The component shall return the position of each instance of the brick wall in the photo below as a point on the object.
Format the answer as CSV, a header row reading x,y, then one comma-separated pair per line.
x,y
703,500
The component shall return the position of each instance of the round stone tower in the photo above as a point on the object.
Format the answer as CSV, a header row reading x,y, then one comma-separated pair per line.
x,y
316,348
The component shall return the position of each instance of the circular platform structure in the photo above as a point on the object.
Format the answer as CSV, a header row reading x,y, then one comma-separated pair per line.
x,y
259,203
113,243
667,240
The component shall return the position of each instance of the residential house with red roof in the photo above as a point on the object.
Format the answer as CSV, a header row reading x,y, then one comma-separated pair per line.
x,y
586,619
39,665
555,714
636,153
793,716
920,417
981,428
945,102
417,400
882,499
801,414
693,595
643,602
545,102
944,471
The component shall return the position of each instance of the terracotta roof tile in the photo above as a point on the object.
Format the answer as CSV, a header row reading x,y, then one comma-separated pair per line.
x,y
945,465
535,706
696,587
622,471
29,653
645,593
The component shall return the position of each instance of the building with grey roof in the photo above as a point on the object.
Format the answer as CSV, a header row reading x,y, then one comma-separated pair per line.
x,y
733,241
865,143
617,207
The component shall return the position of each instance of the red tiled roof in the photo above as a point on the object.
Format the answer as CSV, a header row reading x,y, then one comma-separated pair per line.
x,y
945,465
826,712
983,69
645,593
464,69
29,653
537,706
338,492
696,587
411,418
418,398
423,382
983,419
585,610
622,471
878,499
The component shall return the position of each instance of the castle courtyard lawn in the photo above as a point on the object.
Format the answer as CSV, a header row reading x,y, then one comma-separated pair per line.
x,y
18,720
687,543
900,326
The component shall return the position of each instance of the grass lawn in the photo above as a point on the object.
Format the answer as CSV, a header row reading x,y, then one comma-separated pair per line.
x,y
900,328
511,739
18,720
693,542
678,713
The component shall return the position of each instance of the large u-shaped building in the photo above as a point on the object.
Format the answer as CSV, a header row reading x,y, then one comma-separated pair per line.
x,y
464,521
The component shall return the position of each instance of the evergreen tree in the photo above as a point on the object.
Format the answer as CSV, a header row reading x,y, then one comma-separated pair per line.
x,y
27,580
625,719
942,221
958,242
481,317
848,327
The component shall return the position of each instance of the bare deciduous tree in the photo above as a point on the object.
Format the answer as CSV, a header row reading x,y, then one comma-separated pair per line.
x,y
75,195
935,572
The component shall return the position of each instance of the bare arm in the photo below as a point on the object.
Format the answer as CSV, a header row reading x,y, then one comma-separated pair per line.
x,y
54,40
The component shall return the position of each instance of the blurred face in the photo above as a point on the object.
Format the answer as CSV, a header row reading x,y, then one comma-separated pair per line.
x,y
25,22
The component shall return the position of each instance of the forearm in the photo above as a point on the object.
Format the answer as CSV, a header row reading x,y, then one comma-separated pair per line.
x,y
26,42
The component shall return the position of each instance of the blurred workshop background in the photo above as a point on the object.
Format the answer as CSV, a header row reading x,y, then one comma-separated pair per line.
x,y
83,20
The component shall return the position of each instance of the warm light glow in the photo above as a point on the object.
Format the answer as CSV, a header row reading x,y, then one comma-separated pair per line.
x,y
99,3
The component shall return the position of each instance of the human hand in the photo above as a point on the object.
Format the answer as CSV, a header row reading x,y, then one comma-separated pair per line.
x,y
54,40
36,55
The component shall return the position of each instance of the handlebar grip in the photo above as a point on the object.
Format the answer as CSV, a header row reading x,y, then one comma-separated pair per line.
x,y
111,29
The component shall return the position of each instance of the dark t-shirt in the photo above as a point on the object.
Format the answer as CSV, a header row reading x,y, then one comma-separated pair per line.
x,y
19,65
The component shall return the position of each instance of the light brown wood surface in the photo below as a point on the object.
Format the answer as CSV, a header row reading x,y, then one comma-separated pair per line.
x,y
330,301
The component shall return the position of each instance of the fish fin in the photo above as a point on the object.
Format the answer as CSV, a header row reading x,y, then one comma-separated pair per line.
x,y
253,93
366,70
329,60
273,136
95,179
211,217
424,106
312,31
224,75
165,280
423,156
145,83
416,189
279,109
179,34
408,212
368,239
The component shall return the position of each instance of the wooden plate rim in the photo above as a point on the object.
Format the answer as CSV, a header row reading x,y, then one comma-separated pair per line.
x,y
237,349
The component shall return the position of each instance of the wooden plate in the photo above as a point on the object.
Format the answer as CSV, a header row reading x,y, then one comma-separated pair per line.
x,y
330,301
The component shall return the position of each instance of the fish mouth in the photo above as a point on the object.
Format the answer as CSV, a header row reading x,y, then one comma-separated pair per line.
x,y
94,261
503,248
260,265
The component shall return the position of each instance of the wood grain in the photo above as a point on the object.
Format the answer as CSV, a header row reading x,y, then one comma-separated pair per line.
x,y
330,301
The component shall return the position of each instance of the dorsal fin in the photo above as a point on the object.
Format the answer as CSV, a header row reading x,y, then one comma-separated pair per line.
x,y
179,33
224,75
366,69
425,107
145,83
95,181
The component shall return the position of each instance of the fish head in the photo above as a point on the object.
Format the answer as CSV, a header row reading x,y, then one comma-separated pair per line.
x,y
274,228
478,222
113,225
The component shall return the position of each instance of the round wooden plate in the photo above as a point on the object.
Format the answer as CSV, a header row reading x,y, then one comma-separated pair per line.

#### What this task involves
Look over the material above and report each line holding "bare".

#### Task solution
The component shall return the position of each instance of the bare deciduous tree in the photo above as a point on the object.
The component shall return the position of each instance of the bare arm in the photo below as a point on the object.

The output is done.